DOCUMENT SEGMENT:
◆ ◆ ◆ ◆ ◆
Genome copy number changes (copy number variations, or CNVs) include inherited,
de novo, and somatically acquired deviations from a diploid state within a particular chromosome segment. CNVs likely contribute substantially to inherited and/or acquired risk for a variety of human diseases, including cancer and neuropsychiatric disorders [
1,
2]. In addition, CNVs are widely distributed in the genomes of apparently healthy individuals and thus constitute significant amounts of population-based genomic variation [
3-
8]. New genotyping technologies such as SNP-based arrays provide high-resolution coverage of entire genomes as well as an opportunity for rapidly determining CNV content in sample collections of interest [
4,
6,
7,
9-
11]. Accordingly, numerous recent studies have described constellations of structural variants in various healthy and disease cohorts [
1,
2,
12,
13]. However, interpretation of the exact extent, character, distribution, and effect of these CNVs has been limited by the emerging nature of computational methods for accurate detection, and further challenged by the difficulty in assessing the biological importance of particular CNVs in context with other genomic features and study findings.
◆ ◆ ◆ ◆ ◆
[Source data]
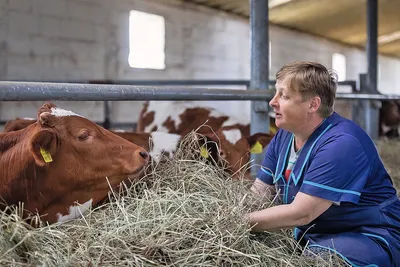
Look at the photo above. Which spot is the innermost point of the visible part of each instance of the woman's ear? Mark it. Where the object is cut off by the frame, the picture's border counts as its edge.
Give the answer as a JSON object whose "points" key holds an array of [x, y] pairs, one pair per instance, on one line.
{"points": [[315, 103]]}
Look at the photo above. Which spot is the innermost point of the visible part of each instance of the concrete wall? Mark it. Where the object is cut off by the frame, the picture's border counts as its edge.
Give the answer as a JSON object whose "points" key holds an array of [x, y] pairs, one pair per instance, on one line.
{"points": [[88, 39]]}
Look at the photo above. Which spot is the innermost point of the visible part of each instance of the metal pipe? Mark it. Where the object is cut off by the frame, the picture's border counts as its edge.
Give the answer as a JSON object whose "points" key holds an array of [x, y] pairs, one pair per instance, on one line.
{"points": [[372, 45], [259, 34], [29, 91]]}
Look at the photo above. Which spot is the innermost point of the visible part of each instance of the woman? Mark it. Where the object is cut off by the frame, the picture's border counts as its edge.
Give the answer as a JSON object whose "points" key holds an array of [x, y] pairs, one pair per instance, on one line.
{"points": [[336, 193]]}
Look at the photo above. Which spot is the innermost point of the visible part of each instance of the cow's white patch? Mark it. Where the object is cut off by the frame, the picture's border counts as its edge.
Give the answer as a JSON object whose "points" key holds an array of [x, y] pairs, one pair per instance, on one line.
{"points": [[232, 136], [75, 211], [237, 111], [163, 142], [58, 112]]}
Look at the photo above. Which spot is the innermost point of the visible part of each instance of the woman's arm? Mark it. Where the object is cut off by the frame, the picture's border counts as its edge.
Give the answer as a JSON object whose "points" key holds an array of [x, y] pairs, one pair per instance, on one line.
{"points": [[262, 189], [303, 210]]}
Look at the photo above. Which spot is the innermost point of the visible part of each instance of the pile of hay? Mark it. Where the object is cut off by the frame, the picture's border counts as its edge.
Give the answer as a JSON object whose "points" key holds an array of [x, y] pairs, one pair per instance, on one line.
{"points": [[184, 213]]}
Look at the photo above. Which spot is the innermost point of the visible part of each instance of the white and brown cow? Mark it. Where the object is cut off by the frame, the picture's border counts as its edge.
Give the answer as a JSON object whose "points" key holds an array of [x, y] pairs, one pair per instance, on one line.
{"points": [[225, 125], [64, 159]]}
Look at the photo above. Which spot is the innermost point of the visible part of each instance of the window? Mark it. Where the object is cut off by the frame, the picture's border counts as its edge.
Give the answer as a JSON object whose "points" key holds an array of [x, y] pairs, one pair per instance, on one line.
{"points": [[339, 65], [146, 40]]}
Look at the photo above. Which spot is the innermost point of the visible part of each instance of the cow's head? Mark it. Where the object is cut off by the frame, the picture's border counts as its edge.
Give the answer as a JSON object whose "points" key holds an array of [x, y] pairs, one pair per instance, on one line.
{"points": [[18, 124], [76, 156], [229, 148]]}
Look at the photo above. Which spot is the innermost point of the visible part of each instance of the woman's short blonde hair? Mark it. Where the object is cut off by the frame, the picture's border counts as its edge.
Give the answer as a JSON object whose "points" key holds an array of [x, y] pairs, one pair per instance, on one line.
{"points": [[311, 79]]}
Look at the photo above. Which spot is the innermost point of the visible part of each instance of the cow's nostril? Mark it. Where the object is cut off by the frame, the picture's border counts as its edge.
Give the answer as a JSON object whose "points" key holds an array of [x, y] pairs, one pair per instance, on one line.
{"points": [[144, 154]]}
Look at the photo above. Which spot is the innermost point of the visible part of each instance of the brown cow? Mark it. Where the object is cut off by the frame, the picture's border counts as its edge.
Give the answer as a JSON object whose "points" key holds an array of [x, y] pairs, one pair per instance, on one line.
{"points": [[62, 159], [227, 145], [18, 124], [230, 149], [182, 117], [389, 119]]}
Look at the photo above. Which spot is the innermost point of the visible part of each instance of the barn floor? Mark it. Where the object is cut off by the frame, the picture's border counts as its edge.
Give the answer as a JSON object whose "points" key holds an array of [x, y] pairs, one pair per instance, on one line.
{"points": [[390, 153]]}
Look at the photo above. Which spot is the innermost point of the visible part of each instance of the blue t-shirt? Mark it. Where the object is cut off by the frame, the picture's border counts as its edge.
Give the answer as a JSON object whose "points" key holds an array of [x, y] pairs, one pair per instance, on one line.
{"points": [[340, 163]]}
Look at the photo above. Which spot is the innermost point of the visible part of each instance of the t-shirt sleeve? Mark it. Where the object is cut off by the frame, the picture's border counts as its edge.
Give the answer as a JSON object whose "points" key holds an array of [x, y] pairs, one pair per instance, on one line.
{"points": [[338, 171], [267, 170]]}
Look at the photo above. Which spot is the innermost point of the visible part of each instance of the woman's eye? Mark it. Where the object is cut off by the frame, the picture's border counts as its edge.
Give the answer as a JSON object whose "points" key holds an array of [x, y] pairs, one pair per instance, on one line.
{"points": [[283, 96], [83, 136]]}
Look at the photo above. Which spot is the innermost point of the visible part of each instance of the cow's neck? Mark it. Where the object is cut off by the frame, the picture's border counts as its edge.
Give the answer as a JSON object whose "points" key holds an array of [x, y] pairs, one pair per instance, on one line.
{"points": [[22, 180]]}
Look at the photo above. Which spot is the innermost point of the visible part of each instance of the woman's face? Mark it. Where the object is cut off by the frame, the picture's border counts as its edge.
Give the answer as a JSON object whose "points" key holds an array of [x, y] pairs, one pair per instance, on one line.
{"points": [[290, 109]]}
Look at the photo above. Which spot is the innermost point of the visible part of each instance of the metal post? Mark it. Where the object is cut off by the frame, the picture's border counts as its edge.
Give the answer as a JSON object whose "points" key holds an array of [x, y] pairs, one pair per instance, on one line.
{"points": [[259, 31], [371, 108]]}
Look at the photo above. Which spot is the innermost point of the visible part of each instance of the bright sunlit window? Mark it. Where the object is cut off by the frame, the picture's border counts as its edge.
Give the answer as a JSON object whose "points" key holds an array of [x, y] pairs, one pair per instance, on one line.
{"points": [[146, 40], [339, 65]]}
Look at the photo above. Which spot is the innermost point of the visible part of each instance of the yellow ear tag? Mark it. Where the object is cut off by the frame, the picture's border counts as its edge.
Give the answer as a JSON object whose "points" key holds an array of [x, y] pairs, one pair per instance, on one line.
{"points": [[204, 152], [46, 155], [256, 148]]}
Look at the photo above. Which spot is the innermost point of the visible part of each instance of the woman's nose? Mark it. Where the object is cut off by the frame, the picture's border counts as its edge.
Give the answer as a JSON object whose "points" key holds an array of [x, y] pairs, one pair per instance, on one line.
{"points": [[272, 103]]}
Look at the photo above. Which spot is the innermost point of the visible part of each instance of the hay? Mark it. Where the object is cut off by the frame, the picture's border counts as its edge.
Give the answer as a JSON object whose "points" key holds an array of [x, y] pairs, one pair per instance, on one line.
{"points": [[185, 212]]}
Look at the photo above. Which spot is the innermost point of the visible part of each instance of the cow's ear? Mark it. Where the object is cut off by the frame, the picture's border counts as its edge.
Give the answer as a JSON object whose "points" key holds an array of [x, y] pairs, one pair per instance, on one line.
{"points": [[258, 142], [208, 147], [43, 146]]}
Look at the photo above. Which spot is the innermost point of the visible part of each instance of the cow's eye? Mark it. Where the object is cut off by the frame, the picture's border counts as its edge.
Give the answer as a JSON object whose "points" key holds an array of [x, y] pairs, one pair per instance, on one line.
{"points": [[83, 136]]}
◆ ◆ ◆ ◆ ◆
YOUR OBJECTIVE: Can you continue the passage on genome copy number variations from its last sentence? These entries have no connection to the passage on genome copy number variations.

RESPONSE BOX:
Detection of CNVs in high-density SNP arrays requires genotypes that yield high quality intensity and, optimally, allelic ratio data for each locus surveyed. A number of algorithms have been utilized for the detection of CNVs from such genotyping data sets. Software from array vendors such as Illumina and Affymetrix provide basic CNV calls along with graphical interfaces that allow visual inspection of a region of interest. However, these tools generally lack the ability to quickly manage, annotate, and assess CNVs from a sizable number of samples. Moreover, visual inspection becomes challenging for interpreting small or complex rearrangements, or CNVs predicted from genome array data of marginal quality. A number of 3
rd party commercial and open-source algorithms, including QuantiSNP [
14] and PennCNV [
15], utilize algorithms employing Hidden Markov Models [
16] to predict CNVs, and these approaches have been developed and adopted for a number of recent genome-wide studies of structural variation. Equally promising are segmentation algorithms such as GLAD [
17] and Circular Binary Segmentation (CBS) [
18] that have been successfully applied for analysis of data from array-based comparative genomic hybridization (aCGH) platforms. These segmentation approaches are particularly attractive as they have been shown to outperform certain HMM-based approaches for aCGH data [
19,
20]. Regardless of the approach, these algorithms typically overcall CNV events [
12,
15,
21,
22], thus requiring post-prediction methods that consider data quality metrics for distinguishing true events from false positives. Currently, researchers interested in analyzing genotypes for CNV content for the first time, or in setting up production systems for high-throughput analysis and interpretation, are challenged by the considerable variety and limited scope of most existing methods and tools. This is especially true in the use of SNP arrays for clinical diagnostic applications, where reliability and performance are of critical importance.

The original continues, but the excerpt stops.